The result: on mild days, the heat pump handles everything. On cold days, the system automatically picks the warmest hours (best COP) for the heat pump and lets gas cover the coldest hours where COP would be poor anyway.
Looking at my gas usage data, you can see the pattern - most gas consumption happens between 5pm and 11pm on cold days. Early January when we hit -6.5°C saw the heaviest gas usage. By mid-January as temps improved, gas usage dropped significantly - the last week had 4 days with virtually zero gas.
The economics:
At 5p overnight electricity and a COP of 3.59, I’m getting heat at roughly 1.4p/kWh equivalent when the heat pump runs. The gas backup costs more per kWh of heat, but it only kicks in during hours where running the heat pump would either drain the battery or operate at poor efficiency.
The 60kWh battery is the enabler - it time-shifts cheap overnight electricity to power the heat pump during the day without paying 37p/kWh.
Live data: https://emoncms.org/app/view?name=MyHeatpump&readkey=1c01a14f1832f562ac3dcba41fe23d2f
Happy to share the Home Assistant automation YAML if anyone wants to adapt it. The Samsung has been rock solid - COP drops a bit in the cold but it just keeps working.
For anyone wondering whether to keep their gas boiler: a hybrid setup lets you optimise for cost rather than forcing the heat pump to run at any price. Best of both worlds.

▸ **SET TASKS**:
- a) Answer these from the post on the hybrid heat pump setup, one line each:
(i) What temperature was reached in early January, when gas usage was heaviest?
(ii) What is the cost of the overnight electricity?
(iii) What is the capacity of the battery?
- b) Reproduce the heat pump post from "Looking at my" up to and including "without paying 37p/kWh.", renaming "battery" to "home battery" wherever it occurs.

▸ **DATASET EXTRACT**:
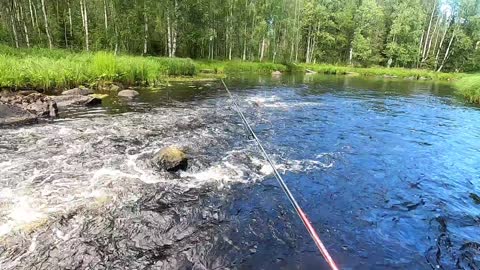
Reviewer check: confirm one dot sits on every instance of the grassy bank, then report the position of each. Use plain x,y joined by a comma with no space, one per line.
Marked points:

▸ **TASK RESPONSES**:
- a)
(i) -6.5°C
(ii) 5p
(iii) 60kWh

- b)
Looking at my gas usage data, you can see the pattern - most gas consumption happens between 5pm and 11pm on cold days. Early January when we hit -6.5°C saw the heaviest gas usage. By mid-January as temps improved, gas usage dropped significantly - the last week had 4 days with virtually zero gas.
The economics:
At 5p overnight electricity and a COP of 3.59, I’m getting heat at roughly 1.4p/kWh equivalent when the heat pump runs. The gas backup costs more per kWh of heat, but it only kicks in during hours where running the heat pump would either drain the home battery or operate at poor efficiency.
The 60kWh home battery is the enabler - it time-shifts cheap overnight electricity to power the heat pump during the day without paying 37p/kWh.